> PROBLEM REQUIREMENTS
Count the lines of the data below that contain the string "every", matching case exactly, and give only the number.

-------

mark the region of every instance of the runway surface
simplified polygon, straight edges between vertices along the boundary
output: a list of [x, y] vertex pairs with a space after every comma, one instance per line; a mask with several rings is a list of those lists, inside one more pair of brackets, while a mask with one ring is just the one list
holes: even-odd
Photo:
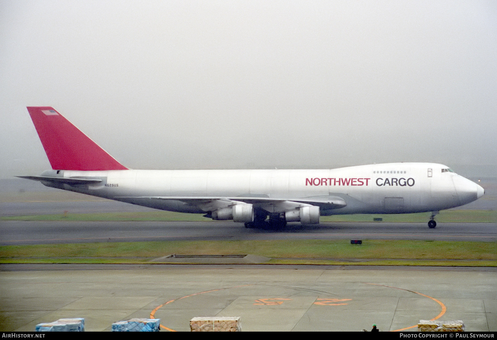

-------

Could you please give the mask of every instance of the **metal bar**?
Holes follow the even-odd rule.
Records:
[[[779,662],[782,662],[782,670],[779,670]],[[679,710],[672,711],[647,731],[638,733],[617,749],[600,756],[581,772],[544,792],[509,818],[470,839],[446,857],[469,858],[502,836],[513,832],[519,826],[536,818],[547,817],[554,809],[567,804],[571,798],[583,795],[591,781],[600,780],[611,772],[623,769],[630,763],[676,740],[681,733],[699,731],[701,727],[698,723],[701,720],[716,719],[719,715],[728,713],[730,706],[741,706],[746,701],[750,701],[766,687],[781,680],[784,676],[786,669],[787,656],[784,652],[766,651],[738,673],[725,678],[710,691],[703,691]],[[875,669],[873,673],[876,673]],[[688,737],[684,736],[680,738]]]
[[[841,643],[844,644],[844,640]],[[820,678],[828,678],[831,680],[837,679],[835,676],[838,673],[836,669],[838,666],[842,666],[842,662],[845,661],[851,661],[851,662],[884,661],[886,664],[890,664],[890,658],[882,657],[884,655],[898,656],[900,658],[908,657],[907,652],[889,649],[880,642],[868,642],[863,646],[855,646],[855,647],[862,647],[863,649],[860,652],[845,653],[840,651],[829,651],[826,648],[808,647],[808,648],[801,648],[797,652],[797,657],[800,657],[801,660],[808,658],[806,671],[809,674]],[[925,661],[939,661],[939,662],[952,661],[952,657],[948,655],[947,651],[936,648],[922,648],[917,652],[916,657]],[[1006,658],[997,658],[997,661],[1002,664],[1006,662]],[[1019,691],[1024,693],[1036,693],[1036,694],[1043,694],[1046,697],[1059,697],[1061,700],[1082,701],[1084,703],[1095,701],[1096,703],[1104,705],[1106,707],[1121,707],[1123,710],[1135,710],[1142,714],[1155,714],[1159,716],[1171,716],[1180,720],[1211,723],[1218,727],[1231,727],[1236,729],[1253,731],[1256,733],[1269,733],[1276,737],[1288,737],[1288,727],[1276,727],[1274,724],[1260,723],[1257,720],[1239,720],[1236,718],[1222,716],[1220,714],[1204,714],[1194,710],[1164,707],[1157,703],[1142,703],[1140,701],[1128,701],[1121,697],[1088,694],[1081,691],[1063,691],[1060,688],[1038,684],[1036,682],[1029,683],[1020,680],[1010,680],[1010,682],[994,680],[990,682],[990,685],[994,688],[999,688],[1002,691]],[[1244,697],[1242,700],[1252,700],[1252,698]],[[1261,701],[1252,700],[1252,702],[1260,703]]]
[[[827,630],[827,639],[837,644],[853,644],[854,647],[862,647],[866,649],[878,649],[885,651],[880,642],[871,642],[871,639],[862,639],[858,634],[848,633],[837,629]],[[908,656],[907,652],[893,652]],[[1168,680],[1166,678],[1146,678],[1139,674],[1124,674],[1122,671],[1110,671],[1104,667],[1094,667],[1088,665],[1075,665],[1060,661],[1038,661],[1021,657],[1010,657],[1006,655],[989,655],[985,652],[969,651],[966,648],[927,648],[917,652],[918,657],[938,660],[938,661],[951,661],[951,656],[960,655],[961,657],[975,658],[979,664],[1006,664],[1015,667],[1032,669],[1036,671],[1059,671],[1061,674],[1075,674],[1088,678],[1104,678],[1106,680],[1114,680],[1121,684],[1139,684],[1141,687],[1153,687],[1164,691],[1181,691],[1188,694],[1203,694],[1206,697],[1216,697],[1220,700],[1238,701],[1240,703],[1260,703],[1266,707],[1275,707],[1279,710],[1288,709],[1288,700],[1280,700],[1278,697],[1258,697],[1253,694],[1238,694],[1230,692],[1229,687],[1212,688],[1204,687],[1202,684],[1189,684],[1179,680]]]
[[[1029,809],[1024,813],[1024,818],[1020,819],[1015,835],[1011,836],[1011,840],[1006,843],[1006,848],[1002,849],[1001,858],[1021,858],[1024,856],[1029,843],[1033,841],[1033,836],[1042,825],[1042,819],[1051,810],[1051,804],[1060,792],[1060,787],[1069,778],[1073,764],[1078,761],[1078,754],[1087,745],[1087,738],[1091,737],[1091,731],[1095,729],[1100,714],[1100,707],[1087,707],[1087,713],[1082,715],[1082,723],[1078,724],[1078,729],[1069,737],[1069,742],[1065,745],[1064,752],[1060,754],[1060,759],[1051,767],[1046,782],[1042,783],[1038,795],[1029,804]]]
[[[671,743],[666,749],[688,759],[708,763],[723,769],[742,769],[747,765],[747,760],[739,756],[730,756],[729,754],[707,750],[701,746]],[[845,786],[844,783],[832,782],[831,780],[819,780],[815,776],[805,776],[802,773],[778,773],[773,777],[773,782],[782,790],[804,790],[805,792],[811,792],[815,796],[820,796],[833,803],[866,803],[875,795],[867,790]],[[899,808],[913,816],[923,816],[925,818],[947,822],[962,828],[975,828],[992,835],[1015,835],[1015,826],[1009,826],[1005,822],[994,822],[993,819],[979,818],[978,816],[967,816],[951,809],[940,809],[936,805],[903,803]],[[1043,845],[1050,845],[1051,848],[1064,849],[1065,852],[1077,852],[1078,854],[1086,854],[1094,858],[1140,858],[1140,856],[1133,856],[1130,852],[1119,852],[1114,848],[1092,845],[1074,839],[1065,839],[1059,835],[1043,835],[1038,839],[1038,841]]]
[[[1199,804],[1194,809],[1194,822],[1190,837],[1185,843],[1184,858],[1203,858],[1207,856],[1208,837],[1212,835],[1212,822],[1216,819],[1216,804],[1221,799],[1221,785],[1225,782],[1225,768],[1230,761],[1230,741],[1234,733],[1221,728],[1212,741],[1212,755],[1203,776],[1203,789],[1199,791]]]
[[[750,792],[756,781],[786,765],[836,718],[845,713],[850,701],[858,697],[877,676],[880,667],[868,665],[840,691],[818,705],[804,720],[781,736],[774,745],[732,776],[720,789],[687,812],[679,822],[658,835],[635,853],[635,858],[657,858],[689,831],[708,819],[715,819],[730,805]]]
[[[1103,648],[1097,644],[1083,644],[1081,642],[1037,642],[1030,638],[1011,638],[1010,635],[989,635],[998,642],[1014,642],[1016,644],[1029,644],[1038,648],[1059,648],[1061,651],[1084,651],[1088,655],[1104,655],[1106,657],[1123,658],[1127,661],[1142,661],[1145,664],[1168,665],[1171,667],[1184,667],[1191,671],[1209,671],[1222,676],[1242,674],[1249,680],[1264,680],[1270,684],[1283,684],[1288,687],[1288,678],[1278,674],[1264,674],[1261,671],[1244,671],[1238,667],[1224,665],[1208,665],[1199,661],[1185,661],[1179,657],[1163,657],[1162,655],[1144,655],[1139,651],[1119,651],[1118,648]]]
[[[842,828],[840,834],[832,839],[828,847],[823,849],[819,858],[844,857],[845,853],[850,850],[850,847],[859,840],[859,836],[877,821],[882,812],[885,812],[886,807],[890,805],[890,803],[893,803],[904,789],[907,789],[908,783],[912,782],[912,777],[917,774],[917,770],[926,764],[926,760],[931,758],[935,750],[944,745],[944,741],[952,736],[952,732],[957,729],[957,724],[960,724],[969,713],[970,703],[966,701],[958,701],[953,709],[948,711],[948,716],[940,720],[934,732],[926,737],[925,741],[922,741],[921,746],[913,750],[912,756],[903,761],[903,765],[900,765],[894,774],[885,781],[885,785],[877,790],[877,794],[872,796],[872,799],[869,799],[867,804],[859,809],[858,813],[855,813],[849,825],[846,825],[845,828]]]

-------

> CORRECT RESULT
3